→ Task requirements: Copy each entry verbatim, excluding its images.

Photo-based referring expression data
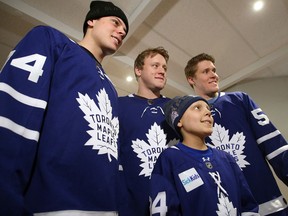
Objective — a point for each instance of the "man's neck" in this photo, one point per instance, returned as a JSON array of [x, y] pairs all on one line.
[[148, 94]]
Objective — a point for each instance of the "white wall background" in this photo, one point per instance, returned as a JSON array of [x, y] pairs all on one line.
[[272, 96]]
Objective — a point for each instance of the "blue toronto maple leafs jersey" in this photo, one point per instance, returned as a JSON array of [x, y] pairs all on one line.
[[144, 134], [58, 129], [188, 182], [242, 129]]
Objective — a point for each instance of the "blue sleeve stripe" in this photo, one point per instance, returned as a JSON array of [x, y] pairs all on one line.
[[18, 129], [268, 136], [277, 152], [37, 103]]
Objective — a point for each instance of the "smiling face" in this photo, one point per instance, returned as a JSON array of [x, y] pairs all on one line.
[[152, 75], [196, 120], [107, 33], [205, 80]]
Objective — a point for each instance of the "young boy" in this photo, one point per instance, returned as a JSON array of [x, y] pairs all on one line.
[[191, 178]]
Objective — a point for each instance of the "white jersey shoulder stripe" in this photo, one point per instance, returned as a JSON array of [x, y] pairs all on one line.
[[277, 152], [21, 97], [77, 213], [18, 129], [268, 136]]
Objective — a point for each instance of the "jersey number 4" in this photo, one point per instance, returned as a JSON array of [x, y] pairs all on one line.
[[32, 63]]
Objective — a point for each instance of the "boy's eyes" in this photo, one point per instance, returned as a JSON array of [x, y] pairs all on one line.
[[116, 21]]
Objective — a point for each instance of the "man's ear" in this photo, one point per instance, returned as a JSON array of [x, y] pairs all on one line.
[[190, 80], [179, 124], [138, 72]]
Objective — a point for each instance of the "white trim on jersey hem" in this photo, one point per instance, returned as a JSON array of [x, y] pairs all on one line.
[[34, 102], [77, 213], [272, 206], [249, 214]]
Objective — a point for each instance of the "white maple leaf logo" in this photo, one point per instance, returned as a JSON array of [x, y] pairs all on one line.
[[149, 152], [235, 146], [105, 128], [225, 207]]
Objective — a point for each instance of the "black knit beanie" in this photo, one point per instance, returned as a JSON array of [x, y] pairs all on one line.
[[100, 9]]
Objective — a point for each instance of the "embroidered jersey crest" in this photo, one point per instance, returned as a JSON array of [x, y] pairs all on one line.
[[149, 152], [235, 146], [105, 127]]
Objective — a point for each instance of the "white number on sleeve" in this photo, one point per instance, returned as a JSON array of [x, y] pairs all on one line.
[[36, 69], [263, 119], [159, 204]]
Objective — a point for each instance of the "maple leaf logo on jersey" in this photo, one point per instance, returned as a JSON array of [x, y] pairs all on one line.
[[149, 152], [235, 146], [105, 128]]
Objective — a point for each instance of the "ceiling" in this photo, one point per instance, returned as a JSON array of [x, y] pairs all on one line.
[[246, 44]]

→ Reply:
Objective — a point for each instance of the "man's neck" in this photo, one point per instance, returned as a JSON array of [x, y] pairs all on one line.
[[148, 94]]
Objective — a point for each instance of the "white wall background" in this photo, one point per instance, returned as a JSON array of [x, y] pairs all on one line.
[[272, 96]]
Objective — a point for each instance of the "blue toronto maple leafs jersey" in this photo, one point per instance, returned as a JSON array of [x, y] pairs all on one line.
[[144, 134], [58, 129], [188, 182], [242, 129]]
Objective — a point for each instance of the "blue sleeve stripe" in this photo, one point per instance, returned as a JSON array of [x, y] pairs all on one line.
[[18, 129], [268, 136], [277, 152], [37, 103]]
Objective — a point for each instance of the "smiling face" in this photo, one point per instance, returned as a JSON array of [x, y] pairs all on one line.
[[152, 75], [196, 120], [107, 33], [205, 80]]
Objective — a point for each instance of the "young boy" in this photo, one point per instance, returned as a JSON array of [x, y] pairs all on one line.
[[191, 178]]
Objective — a point for each instance of the "white jersey shoulder stripe" in this photo, one point per instance, returned as a JSON array of [x, y] pairs all on one line.
[[277, 152], [21, 97], [77, 213], [18, 129], [268, 136]]
Objective — a point for each instance of the "jersey number 4" in this photo, one point per instance, returned as a JSON array of [x, y] pairs all on one line.
[[32, 63]]
Objective — a point for each instance of the "boy's eyes" in this photo, one point per instance, returned as a JSON array of [x, y] pairs all on one line.
[[116, 21]]
Objective — a point for each instance of the "man's ear" in this photo, one point per instance, returned as a JSON array of [x, y] pairs all on one line.
[[190, 80], [179, 124], [138, 72]]
Objective — a point for each instance of the "white trim on jersey hem" in this photo, one point per instance, returned as a JSON array of [x, y] pairs all on one line.
[[34, 102], [77, 213], [272, 206], [249, 214]]
Objective — a point for each instance of the "white maple leaf logo" in this photo, one point per instance, returned as a JSON array of [x, y] pairs all on one line.
[[149, 152], [235, 146], [105, 128], [225, 207]]
Objective — a point for each instance of the "black knit beanie" in this photo, one point per instance, returned as a JSON array of [x, y] pairs all on one line.
[[100, 9]]
Objective — a point for each instance of the "embroidered jersey crest" in this photo, one point per instance, returned as a JSON array of [x, y] pairs all on one line.
[[149, 152], [235, 146], [105, 127]]
Objective — a point for each instance of the "white number on sleeve" in this photo, one point per instance, returned as a JSON array of [x, y] pairs all on one line.
[[36, 69], [263, 119], [159, 204]]
Objective — a point for each instance of the "maple leaf logo on jersey" in this photo, one point per instance, returned as a JSON array of [x, y] pairs all on one line.
[[149, 152], [235, 146], [105, 128]]
Objective — a point for each instance of the "ceiling" in this photo, one point per instance, returned as a JSON array of [x, y] pairs all on one line.
[[246, 44]]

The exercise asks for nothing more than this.